**** Exercise inputs

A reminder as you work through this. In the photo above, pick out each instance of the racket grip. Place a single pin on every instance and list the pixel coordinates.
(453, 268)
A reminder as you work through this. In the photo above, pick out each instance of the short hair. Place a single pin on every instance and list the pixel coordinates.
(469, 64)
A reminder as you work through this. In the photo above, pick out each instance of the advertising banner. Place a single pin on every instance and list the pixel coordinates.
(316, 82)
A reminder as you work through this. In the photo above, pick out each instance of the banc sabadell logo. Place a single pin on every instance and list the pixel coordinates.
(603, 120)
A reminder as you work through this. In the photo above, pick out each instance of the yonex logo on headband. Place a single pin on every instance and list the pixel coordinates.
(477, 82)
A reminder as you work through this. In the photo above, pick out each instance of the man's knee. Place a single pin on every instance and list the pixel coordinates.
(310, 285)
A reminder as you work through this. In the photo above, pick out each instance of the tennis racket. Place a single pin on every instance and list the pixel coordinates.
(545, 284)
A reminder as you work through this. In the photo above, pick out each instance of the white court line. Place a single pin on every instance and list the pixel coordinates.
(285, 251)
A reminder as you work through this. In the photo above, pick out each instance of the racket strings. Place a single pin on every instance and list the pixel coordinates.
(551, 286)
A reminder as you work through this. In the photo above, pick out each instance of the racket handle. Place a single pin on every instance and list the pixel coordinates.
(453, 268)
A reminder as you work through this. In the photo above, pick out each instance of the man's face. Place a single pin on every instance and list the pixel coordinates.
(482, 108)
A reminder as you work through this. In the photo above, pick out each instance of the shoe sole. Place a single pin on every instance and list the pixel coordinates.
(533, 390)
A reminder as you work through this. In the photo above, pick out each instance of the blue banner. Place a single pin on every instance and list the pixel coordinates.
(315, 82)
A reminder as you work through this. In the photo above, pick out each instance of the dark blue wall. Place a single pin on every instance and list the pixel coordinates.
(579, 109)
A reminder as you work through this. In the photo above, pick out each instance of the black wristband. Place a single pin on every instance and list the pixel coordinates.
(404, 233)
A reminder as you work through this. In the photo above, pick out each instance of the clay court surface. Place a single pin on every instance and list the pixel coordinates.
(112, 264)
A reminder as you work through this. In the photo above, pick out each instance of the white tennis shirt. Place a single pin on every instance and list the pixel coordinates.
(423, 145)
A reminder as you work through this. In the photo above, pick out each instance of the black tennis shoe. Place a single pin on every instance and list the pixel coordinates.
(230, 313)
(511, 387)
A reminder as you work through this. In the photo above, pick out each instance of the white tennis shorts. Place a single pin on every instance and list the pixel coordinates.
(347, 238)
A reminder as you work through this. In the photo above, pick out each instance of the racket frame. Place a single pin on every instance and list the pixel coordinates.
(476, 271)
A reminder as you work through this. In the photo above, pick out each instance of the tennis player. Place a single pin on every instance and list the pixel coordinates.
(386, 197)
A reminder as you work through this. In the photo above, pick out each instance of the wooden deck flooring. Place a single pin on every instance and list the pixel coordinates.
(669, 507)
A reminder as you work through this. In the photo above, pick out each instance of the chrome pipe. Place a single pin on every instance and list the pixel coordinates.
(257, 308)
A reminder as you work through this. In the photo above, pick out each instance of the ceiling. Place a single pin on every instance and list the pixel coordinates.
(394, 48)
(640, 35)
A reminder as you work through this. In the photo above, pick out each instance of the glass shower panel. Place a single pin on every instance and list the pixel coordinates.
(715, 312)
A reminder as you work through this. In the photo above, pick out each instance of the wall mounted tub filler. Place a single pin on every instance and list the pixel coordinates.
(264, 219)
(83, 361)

********

### Work to complete
Repeat every record, keeping each word and mark exactly as it is.

### Result for this task
A reminder as you work through this. In the photo above, pick out each instance of the racket grip. Place a single pin on every instance and list the pixel coordinates.
(453, 268)
A reminder as you work through this. In the photo above, pick out each instance of the short hair. Place a single pin on every instance and list the pixel coordinates.
(469, 64)
A reminder as you work through this. In the photo above, pick out each instance of the advertising banner. Place a single pin on every instance and list the pixel coordinates.
(316, 82)
A reminder as you work through this. In the photo above, pick out each instance of the banc sabadell logo. Place a single pin on every instance and list the pixel coordinates.
(603, 120)
A reminder as you work through this. In the photo above, pick out each instance of the yonex logo on headband. Place a single pin on every instance and list the pixel coordinates.
(477, 82)
A reminder as you work through this. In the photo above, pick out each instance of the man's knee. Place a single pin on every instance and list the pixel coordinates.
(310, 285)
A reminder as you work through this. In the photo above, pick out each instance of the tennis racket. Place a single pin on every instance and list the pixel coordinates.
(545, 284)
A reminder as you work through this. In the photo above, pick out each instance of the white court line. Place a single pin on every instance and list the pixel coordinates.
(285, 251)
A reminder as you work through this. In the photo above, pick out each instance of the racket strings. Place a single pin on every instance and list the pixel coordinates.
(551, 286)
A reminder as you work through this. In the photo above, pick out each instance of the racket handle. Place a single pin on every instance and list the pixel coordinates.
(453, 268)
A reminder as you work through this. In the photo above, pick out each instance of the man's face. Place a single pin on every instance and list the pixel coordinates.
(482, 108)
A reminder as you work through this. In the photo above, pick out each instance of the shoe sole. Place a single pin on every instance and list the pixel coordinates.
(533, 390)
A reminder as you work through this. In the photo above, pick out each instance of the blue banner. Place a single pin on every instance and list the pixel coordinates.
(315, 82)
A reminder as you work through this. In the photo above, pick out each instance of the dark blue wall. Place a single pin on every instance and list the pixel coordinates.
(579, 109)
A reminder as you work through this. In the photo above, pick out each instance of the black wristband. Place a single pin on every instance and list the pixel coordinates.
(404, 233)
A reminder as you work through this. In the photo above, pick out each instance of the clay court surface. Place a single pin on every instance and list the pixel coordinates.
(112, 264)
A reminder as you work through this. In the photo above, pick out each instance of the white tennis shirt. Place a single pin on every instance and list the pixel coordinates.
(423, 145)
A reminder as you work through this. In the photo above, pick out each instance of the black tennis shoe. Place a single pin on every instance and list the pixel coordinates.
(230, 313)
(511, 387)
A reminder as you work through this. In the photo above, pick out each instance of the white tennis shorts. Place a single pin on every instance and list the pixel coordinates.
(347, 238)
A reminder as you work through this. In the photo above, pick out each instance of the racket frame. Place a single pin on every instance and list the pixel coordinates.
(476, 271)
A reminder as you work through this. In the photo above, pick out each instance of the tennis player. Place a single pin on every instance and list the pixel coordinates.
(386, 197)
A reminder as you work through this. In the photo above, pick out each instance of the wooden deck flooring. Place a single pin on every instance and list the pixel coordinates.
(669, 507)
A reminder as you work through this. In the photo above, pick out each instance of the chrome pipe. Place a single pin on every instance and list the pixel coordinates.
(257, 308)
A reminder as you work through this. In the photo above, pick out each instance of the ceiling. Place a single pin on every instance and list the pixel coordinates.
(394, 48)
(640, 35)
A reminder as you work through this. In the photo above, pick out each instance of the glass shower panel. Place a single pin on every instance and list the pixel coordinates.
(715, 312)
A reminder as you work through this. In the photo above, pick out each instance of the wall mounted tub filler. Place a single pin on every instance and list the pixel coordinates.
(264, 219)
(83, 361)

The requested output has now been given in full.